Exercise passage
The real flippening? Ethereum treasuries overtake Bitcoin
September 30, 2025
- Ethereum treasuries control 3.5% of all Ether.
- Meanwhile, Bitcoin treasuries hold 3.4% of the total supply.
- It might be short-lived, however.
Move over MicroStrategy. Ethereum treasury companies are the most aggressive buyers in town.
Ethereum treasuries control 3.5% of all Ether, while Bitcoin treasuries hold 3.4% of the network’s total supply, according to Blockworks Research data.
It’s a minimal difference that reveals big momentum: Ethereum treasuries have tripled their holdings since July while Bitcoin treasuries plateaued.
“I am not surprised,” Max Shannon, senior research associate at Bitwise, told DL News. “I think the percentage of supply accumulated by Ethereum treasuries continues to outpace Bitcoin over the short term.”
A treasury company is one that holds a cryptocurrency — Bitcoin, Ethereum, XRP — on its balance sheet as a reserve asset.
In recent months, there’s been a dramatic acceleration in companies that accumulate cryptocurrencies other than Bitcoin.
Solana treasuries exploded in just five months. In late April, companies held almost no Solana tokens. On Wednesday, they held 2.3% of the Solana supply. Ethereum treasuries, meanwhile, have climbed steadily to 3.5% of the Ether supply from just 1% in August.
What’s most impressive, however, is that they’ve accomplished a feat that took Bitcoin treasuries more than five years.
Strategy, the company formerly known as MicroStrategy, began building its $71 billion hoard of Bitcoin in August 2020. In 2024, after years of handsome stock price appreciation, myriad companies started to follow suit.
Ethereum treasuries? These barely existed six months ago. And yet 71 firms now hold $22 billion in Ether, according to Strategic ETH Reserve.
Despite the momentum, the Bitcoin space remains considerably larger than Ethereum. About 184 public firms hold over 1 million Bitcoin worth around $116 billion, according to BitcoinTreasuries.net.
Yield
Why are Ethereum treasuries accumulating faster? Yield.
“Ether generates compounding returns through staking and DeFi real yield — trading, borrowing and lending — while Bitcoin offers no native yield in comparison,” Shannon explained.
That 3% staking yield creates a flywheel effect.
Treasury companies stake their ETH, earn more ETH, then use the additional returns to justify higher stock premiums.
Higher premiums mean they can raise more capital, buy more ETH, stake it, and repeat.
Bitcoin treasuries, on the other hand, can only buy and hold. No staking, no DeFi, and no compounding.
Other analysts have also highlighted the difference.
In July, Jeff Park, head of Alpha Strategies at Bitwise, signaled that Ethereum was carving out a unique and structurally different investment thesis from Bitcoin in the public equity markets.

What the exercise asks
According to the article on Ethereum and Bitcoin treasuries, why are Ethereum treasuries accumulating faster than Bitcoin treasuries? Explain in one to three sentences.

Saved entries

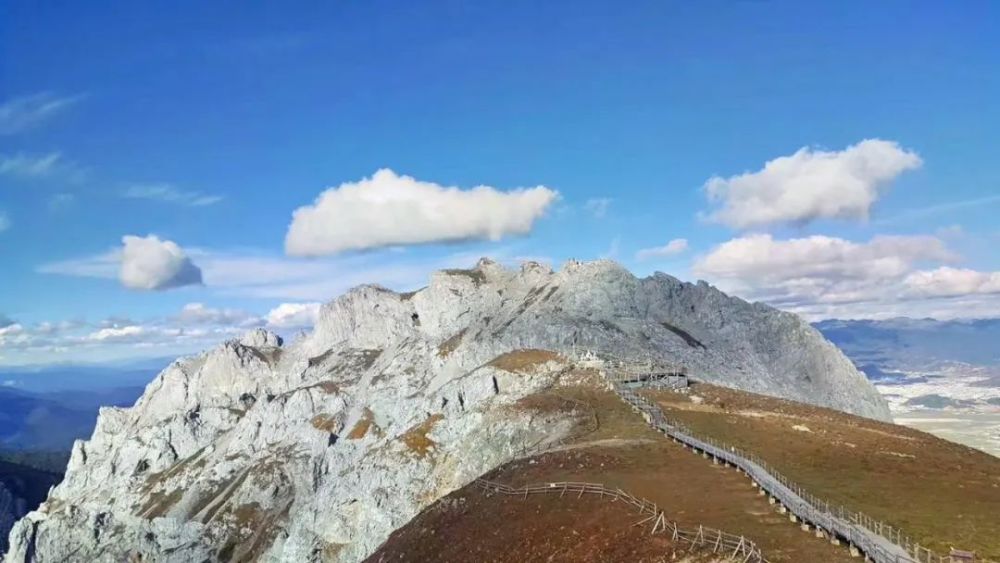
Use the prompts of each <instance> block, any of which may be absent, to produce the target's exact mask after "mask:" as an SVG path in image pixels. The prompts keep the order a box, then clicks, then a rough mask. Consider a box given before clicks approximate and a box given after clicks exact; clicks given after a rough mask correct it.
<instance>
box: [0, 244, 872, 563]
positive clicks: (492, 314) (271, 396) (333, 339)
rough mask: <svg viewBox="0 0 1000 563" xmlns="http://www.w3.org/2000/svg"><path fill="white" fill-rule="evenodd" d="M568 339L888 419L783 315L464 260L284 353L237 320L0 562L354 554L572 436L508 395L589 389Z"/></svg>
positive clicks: (98, 439) (149, 405)
mask: <svg viewBox="0 0 1000 563" xmlns="http://www.w3.org/2000/svg"><path fill="white" fill-rule="evenodd" d="M684 335H686V337H685V336H684ZM583 348H593V349H599V350H604V351H608V350H613V351H615V352H616V354H617V355H620V356H630V357H634V358H640V359H644V360H645V359H652V360H654V361H658V362H670V363H672V364H683V365H684V366H686V368H687V370H688V371H689V372H690V373H691V375H692V376H694V377H696V378H700V379H704V380H706V381H712V382H717V383H721V384H724V385H730V386H733V387H737V388H743V389H747V390H751V391H758V392H769V393H770V394H773V395H778V396H784V397H788V398H793V399H797V400H803V401H806V402H811V403H814V404H816V403H820V404H824V405H826V406H833V407H836V408H840V409H842V410H846V411H851V412H855V413H857V414H862V415H865V416H870V417H873V418H877V419H883V420H884V419H886V418H888V410H887V408H886V406H885V403H884V401H882V400H881V398H880V397H879V396H878V394H877V393H876V392H875V390H874V389H873V388H872V387H871V386H870V384H869V383H868V382H867V380H866V379H865V378H864V377H863V375H861V374H860V373H859V372H858V371H857V370H856V369H855V368H854V366H853V364H851V362H850V361H849V360H847V358H846V357H844V356H843V354H841V353H840V352H839V351H838V350H837V349H836V347H834V346H833V345H832V344H831V343H829V342H827V341H826V340H825V339H823V338H822V337H821V336H820V334H819V332H817V331H816V330H815V329H814V328H812V327H810V326H809V325H808V324H807V323H805V321H803V320H802V319H800V318H799V317H797V316H795V315H792V314H790V313H784V312H780V311H777V310H775V309H772V308H770V307H768V306H766V305H761V304H750V303H746V302H745V301H742V300H739V299H736V298H733V297H729V296H727V295H725V294H723V293H722V292H720V291H718V290H716V289H714V288H711V287H710V286H708V285H707V284H705V283H704V282H701V283H699V284H689V283H685V282H681V281H679V280H677V279H676V278H674V277H672V276H668V275H666V274H662V273H658V274H655V275H653V276H650V277H647V278H643V279H639V278H636V277H635V276H633V275H632V274H631V273H629V272H628V271H627V270H625V269H624V268H622V267H621V266H619V265H617V264H615V263H612V262H609V261H598V262H589V263H584V262H575V261H571V262H569V263H567V264H566V265H565V266H564V267H563V268H562V269H561V270H560V271H559V272H554V271H552V270H551V269H550V268H547V267H545V266H542V265H540V264H537V263H533V262H528V263H525V264H524V265H523V266H522V267H521V268H520V269H519V270H511V269H506V268H504V267H502V266H501V265H499V264H497V263H496V262H493V261H491V260H487V259H484V260H481V261H480V262H479V263H478V264H477V266H476V267H475V268H473V269H470V270H446V271H441V272H437V273H435V274H433V275H432V276H431V281H430V284H429V285H428V286H427V287H426V288H424V289H421V290H418V291H416V292H412V293H406V294H398V293H395V292H392V291H389V290H387V289H385V288H381V287H378V286H370V285H369V286H361V287H358V288H355V289H353V290H351V291H349V292H348V293H346V294H345V295H343V296H341V297H339V298H337V299H335V300H333V301H331V302H329V303H327V304H326V305H324V306H323V307H322V309H321V311H320V314H319V319H318V321H317V323H316V326H315V328H314V330H313V331H312V333H310V334H307V335H305V336H303V337H301V338H300V339H298V340H296V341H294V342H292V343H290V344H285V343H283V342H282V341H281V339H280V338H279V337H278V336H277V335H274V334H272V333H269V332H267V331H264V330H255V331H251V332H250V333H248V334H247V335H245V336H244V337H243V338H241V339H238V340H232V341H228V342H226V343H224V344H222V345H220V346H219V347H217V348H215V349H213V350H211V351H209V352H205V353H202V354H199V355H196V356H192V357H187V358H182V359H180V360H177V361H175V362H173V363H172V364H171V365H170V366H168V367H167V368H166V369H165V370H164V371H163V372H161V373H160V374H159V375H158V376H157V378H156V379H155V380H154V381H153V382H152V383H150V384H149V385H148V386H147V388H146V391H145V393H144V394H143V396H142V397H141V398H140V399H139V401H138V402H137V403H136V405H135V406H134V407H132V408H130V409H121V408H107V409H102V410H101V414H100V416H99V420H98V424H97V428H96V429H95V432H94V435H93V437H92V438H91V440H89V441H86V442H77V443H76V445H75V446H74V450H73V454H72V457H71V460H70V463H69V467H68V470H67V475H66V479H65V481H64V482H63V483H62V484H60V485H59V487H57V488H56V489H55V490H54V491H53V493H52V494H51V495H50V497H49V500H48V501H47V502H46V503H45V504H44V505H43V506H42V508H41V509H40V510H38V511H36V512H33V513H31V514H30V515H29V516H28V517H27V518H25V519H24V520H22V521H21V522H20V523H18V525H17V526H16V528H15V530H14V531H13V532H12V534H11V540H12V542H11V545H12V547H11V551H10V553H9V554H8V556H7V561H10V562H13V561H18V562H20V561H22V560H24V559H25V558H26V556H27V554H28V553H29V552H30V553H31V554H32V557H33V558H34V560H35V561H39V562H44V561H56V560H60V558H65V556H66V554H67V553H68V552H69V550H71V549H72V550H76V551H74V552H73V553H77V554H81V553H82V554H87V555H88V556H96V555H97V554H100V555H101V556H103V557H107V558H108V559H109V560H111V559H113V558H115V557H119V558H124V557H128V556H133V555H142V556H143V557H146V558H149V557H153V558H156V557H160V558H161V559H163V560H166V561H185V560H192V559H196V560H200V559H202V558H215V559H221V560H234V561H235V560H237V559H240V558H252V559H255V560H261V561H291V560H295V561H358V560H361V559H363V558H364V557H365V556H366V555H367V554H369V553H370V552H371V551H373V550H374V548H375V547H377V546H378V545H379V543H381V541H382V540H383V539H384V538H385V537H387V535H388V533H389V532H391V531H392V530H393V529H395V528H397V527H398V526H400V525H402V524H403V523H405V522H406V521H408V520H409V519H410V518H411V517H412V516H414V515H415V514H416V513H417V512H419V510H420V509H421V508H423V507H425V506H427V505H428V504H429V503H430V502H432V501H433V500H435V499H437V498H440V497H441V496H443V495H444V494H447V493H448V492H450V491H452V490H455V489H457V488H459V487H461V486H462V485H464V484H466V483H468V482H470V481H471V480H472V479H475V478H476V477H478V476H479V475H481V474H482V473H484V472H486V471H488V470H490V469H492V468H495V467H497V466H499V465H500V464H502V463H504V462H507V461H509V460H511V459H513V458H514V457H516V456H517V455H518V453H519V452H521V451H523V450H524V448H525V447H527V446H528V445H531V446H532V447H536V448H537V447H545V445H546V444H551V443H555V442H558V441H559V440H560V439H562V438H563V437H565V436H566V435H567V434H568V433H570V432H572V431H573V428H574V427H576V426H577V425H578V424H579V423H580V420H579V417H580V414H579V413H575V412H569V413H567V412H565V411H551V410H546V409H541V410H539V408H538V407H537V406H534V405H533V404H532V403H531V401H530V400H528V398H530V397H532V396H533V395H534V394H537V393H538V392H540V391H543V390H545V389H551V388H556V387H559V386H572V385H582V384H586V385H602V382H601V381H600V380H599V378H597V377H596V375H595V374H593V373H590V372H586V371H580V370H578V369H577V368H576V367H575V366H574V365H572V362H570V361H568V360H567V359H566V358H565V357H563V356H560V354H559V353H560V352H562V353H567V352H569V351H570V350H572V349H583ZM469 451H475V452H476V455H475V456H471V457H470V456H468V455H466V454H467V452H469ZM168 548H169V554H170V555H169V557H165V558H164V553H165V550H166V549H168Z"/></svg>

Output
Ether earns yield through staking and DeFi, while Bitcoin offers no native yield. Treasury companies stake their ETH to earn more ETH and use those returns to justify higher stock premiums. Those premiums let them raise more capital, buy and stake more ETH, and repeat the cycle, whereas Bitcoin treasuries can only buy and hold.